## Source records
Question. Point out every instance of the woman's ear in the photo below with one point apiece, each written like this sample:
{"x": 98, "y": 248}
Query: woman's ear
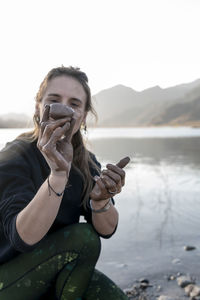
{"x": 37, "y": 112}
{"x": 84, "y": 118}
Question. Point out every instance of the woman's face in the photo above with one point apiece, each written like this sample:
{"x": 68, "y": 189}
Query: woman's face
{"x": 66, "y": 90}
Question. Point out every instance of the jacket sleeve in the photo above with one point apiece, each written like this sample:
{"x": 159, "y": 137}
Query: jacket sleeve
{"x": 16, "y": 191}
{"x": 88, "y": 213}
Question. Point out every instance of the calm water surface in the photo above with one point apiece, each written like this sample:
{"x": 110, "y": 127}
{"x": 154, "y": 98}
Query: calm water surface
{"x": 160, "y": 204}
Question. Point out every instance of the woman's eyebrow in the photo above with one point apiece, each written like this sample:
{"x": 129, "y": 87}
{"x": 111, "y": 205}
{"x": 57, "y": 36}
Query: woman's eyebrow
{"x": 76, "y": 99}
{"x": 53, "y": 95}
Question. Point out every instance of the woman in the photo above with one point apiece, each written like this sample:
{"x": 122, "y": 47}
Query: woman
{"x": 47, "y": 180}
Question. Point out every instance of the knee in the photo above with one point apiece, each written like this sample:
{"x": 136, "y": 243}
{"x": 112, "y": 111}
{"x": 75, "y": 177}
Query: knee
{"x": 86, "y": 237}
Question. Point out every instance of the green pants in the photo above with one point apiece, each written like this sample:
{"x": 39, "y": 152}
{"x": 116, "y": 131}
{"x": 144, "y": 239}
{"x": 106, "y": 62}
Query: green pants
{"x": 60, "y": 267}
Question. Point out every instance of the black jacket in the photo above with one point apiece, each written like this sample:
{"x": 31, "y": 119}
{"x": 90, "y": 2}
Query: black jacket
{"x": 23, "y": 169}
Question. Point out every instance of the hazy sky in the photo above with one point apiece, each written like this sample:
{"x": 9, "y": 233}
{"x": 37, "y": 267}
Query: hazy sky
{"x": 138, "y": 43}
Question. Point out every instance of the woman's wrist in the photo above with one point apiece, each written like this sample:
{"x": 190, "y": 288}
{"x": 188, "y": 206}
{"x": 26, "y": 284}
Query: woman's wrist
{"x": 99, "y": 204}
{"x": 58, "y": 179}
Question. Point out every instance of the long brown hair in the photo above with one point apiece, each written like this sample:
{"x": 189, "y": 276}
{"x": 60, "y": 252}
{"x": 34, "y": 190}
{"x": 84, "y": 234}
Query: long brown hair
{"x": 82, "y": 160}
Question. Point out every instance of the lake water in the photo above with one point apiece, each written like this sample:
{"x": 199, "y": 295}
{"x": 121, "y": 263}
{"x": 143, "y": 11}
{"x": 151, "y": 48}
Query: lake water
{"x": 159, "y": 206}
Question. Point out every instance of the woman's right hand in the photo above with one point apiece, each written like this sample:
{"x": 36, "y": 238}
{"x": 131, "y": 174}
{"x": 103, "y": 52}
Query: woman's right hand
{"x": 54, "y": 142}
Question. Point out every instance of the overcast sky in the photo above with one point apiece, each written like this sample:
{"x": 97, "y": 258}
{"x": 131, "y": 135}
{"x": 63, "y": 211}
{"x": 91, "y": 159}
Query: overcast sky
{"x": 137, "y": 43}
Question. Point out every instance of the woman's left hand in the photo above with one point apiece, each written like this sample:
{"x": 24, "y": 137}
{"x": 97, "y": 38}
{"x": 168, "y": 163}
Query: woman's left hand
{"x": 110, "y": 182}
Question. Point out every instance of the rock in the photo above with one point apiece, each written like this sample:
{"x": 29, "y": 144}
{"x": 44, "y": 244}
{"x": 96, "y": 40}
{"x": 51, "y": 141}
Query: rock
{"x": 176, "y": 261}
{"x": 159, "y": 288}
{"x": 144, "y": 283}
{"x": 183, "y": 281}
{"x": 144, "y": 280}
{"x": 189, "y": 248}
{"x": 188, "y": 289}
{"x": 162, "y": 297}
{"x": 195, "y": 292}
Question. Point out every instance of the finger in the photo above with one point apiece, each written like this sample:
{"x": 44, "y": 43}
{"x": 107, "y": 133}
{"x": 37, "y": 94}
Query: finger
{"x": 45, "y": 116}
{"x": 100, "y": 184}
{"x": 123, "y": 162}
{"x": 109, "y": 183}
{"x": 50, "y": 126}
{"x": 116, "y": 170}
{"x": 58, "y": 110}
{"x": 112, "y": 175}
{"x": 69, "y": 133}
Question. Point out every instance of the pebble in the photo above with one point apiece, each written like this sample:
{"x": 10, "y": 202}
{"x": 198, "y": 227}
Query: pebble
{"x": 176, "y": 261}
{"x": 189, "y": 248}
{"x": 162, "y": 297}
{"x": 188, "y": 289}
{"x": 195, "y": 292}
{"x": 183, "y": 281}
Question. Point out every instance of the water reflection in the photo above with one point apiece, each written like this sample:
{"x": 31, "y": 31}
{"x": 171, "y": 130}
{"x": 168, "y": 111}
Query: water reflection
{"x": 149, "y": 150}
{"x": 159, "y": 206}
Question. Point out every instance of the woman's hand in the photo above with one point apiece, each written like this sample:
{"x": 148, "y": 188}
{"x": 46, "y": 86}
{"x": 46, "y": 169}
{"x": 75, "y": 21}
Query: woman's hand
{"x": 110, "y": 181}
{"x": 54, "y": 142}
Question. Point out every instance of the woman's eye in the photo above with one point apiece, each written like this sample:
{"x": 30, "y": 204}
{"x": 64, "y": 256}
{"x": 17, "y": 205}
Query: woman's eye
{"x": 53, "y": 101}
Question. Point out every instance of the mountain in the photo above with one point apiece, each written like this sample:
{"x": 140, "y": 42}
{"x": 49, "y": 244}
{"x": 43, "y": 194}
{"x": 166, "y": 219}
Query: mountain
{"x": 122, "y": 106}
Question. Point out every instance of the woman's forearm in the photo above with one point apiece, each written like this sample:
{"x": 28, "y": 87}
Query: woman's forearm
{"x": 34, "y": 221}
{"x": 104, "y": 222}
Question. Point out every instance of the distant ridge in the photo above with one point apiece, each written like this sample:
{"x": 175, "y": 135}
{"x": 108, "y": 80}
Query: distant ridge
{"x": 122, "y": 106}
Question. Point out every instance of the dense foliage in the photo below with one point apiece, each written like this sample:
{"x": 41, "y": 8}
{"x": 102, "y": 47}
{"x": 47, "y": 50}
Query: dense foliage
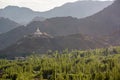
{"x": 98, "y": 64}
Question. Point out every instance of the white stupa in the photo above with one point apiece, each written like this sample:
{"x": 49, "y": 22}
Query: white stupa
{"x": 38, "y": 33}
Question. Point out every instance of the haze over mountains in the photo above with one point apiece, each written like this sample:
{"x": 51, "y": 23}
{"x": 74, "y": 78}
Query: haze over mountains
{"x": 68, "y": 32}
{"x": 7, "y": 25}
{"x": 77, "y": 9}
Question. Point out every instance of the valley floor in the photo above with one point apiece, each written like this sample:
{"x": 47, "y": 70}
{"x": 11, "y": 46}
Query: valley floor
{"x": 98, "y": 64}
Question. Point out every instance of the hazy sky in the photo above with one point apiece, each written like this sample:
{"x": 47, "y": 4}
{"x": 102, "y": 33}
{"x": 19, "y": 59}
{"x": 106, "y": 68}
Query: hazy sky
{"x": 37, "y": 5}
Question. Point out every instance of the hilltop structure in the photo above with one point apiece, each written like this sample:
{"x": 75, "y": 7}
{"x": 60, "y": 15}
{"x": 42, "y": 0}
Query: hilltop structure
{"x": 38, "y": 33}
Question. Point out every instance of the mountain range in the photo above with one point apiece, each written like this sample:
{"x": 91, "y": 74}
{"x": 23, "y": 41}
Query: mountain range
{"x": 7, "y": 25}
{"x": 99, "y": 30}
{"x": 79, "y": 9}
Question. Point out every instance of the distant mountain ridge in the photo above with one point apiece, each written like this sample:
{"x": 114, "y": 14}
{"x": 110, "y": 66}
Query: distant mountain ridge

## Goal
Reproduce the listing above from the line containing "Question. Point out every instance of the hilltop" through its end, requests included, scaling every x and y coordinate in the answer points by 0.9 and rounding to whole numbers, with halves rounded up. Leave the numbers in the requests and their sample points unchanged.

## Result below
Question. Point out every instance of the hilltop structure in the photo above with one point apiece, each written like this sample:
{"x": 75, "y": 7}
{"x": 60, "y": 15}
{"x": 42, "y": 0}
Query: hilltop structure
{"x": 34, "y": 30}
Question. Point out every instance of the mountain range in the photo above with one point apiece, each written like this sample:
{"x": 91, "y": 74}
{"x": 23, "y": 41}
Query: mountain range
{"x": 6, "y": 23}
{"x": 89, "y": 27}
{"x": 71, "y": 8}
Question. Point out every instance of the distant mountain ridge in the photo above with one point apiece, each written like this sample:
{"x": 114, "y": 14}
{"x": 110, "y": 66}
Query: distant mountain ridge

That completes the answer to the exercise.